• WHAT YOU HAVE TO DO
Write out all the records exactly, and keep any images out.

[Start of section]

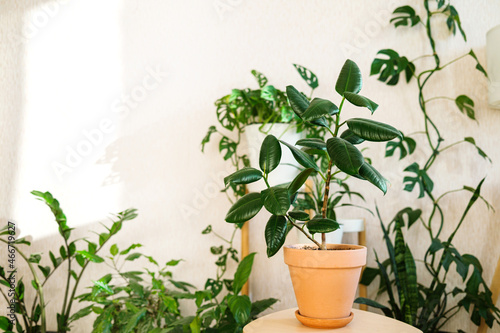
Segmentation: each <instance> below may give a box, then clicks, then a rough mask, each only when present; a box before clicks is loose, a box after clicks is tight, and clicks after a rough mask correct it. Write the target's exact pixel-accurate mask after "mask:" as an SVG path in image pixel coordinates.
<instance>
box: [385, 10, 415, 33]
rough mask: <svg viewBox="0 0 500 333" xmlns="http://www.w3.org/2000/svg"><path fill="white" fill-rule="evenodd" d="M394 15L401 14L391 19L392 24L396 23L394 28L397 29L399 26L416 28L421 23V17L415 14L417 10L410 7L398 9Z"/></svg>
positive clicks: (393, 12) (395, 11)
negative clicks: (419, 22) (418, 24)
mask: <svg viewBox="0 0 500 333" xmlns="http://www.w3.org/2000/svg"><path fill="white" fill-rule="evenodd" d="M393 14H401V15H400V16H396V17H394V18H392V19H391V21H390V22H391V23H393V22H394V26H395V27H396V28H397V27H399V26H411V27H414V26H416V25H417V24H418V22H420V16H418V15H417V14H416V13H415V9H413V8H412V7H410V6H402V7H398V8H396V9H395V10H394V12H393Z"/></svg>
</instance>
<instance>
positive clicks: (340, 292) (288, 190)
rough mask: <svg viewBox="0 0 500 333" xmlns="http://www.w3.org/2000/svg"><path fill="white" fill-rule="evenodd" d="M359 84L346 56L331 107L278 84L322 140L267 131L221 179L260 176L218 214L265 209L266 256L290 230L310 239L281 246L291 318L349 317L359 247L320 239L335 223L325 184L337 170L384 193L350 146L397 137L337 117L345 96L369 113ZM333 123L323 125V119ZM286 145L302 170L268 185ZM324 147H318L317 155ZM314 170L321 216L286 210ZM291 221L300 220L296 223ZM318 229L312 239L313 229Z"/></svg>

[End of section]

• EXERCISE OUTPUT
Segmentation: each <instance> below may give a box, then clicks, then a rough mask, each only when present; a box before clicks is loose, a box after clicks is tight, and clicks after a rough mask correct it. Write the target's exact pixel-accurate mask after "mask:" as an SVG path in image pixel coordinates.
<instance>
box: [385, 10, 415, 33]
rough mask: <svg viewBox="0 0 500 333" xmlns="http://www.w3.org/2000/svg"><path fill="white" fill-rule="evenodd" d="M394 15L401 14L391 19L392 24L396 23L394 28L397 29L399 26L416 28L421 23V17L415 14L417 10L410 7L398 9Z"/></svg>
positive clicks: (393, 12) (395, 11)
negative clicks: (419, 22) (418, 24)
mask: <svg viewBox="0 0 500 333" xmlns="http://www.w3.org/2000/svg"><path fill="white" fill-rule="evenodd" d="M393 14H401V15H400V16H396V17H394V18H392V19H391V21H390V22H391V23H393V22H394V26H395V27H396V28H397V27H399V26H411V27H414V26H416V25H417V24H418V22H420V16H418V15H417V14H416V13H415V9H413V8H412V7H410V6H402V7H398V8H396V9H395V10H394V12H393Z"/></svg>
</instance>
<instance>
positive clicks: (340, 292) (288, 190)
rough mask: <svg viewBox="0 0 500 333" xmlns="http://www.w3.org/2000/svg"><path fill="white" fill-rule="evenodd" d="M359 84L346 56L331 107L278 84L322 140L267 131L221 179L260 176L218 214L265 209L266 256L290 230L310 239L281 246L291 318L349 317L359 247L320 239L335 223L325 184L337 170L384 193L350 146L397 137L337 117L345 96L369 113ZM333 123L323 125V119ZM286 145L302 170L268 185ZM324 147H318L317 155ZM314 170L321 216L286 210ZM291 221L300 220L296 223ZM318 229L312 239L313 229Z"/></svg>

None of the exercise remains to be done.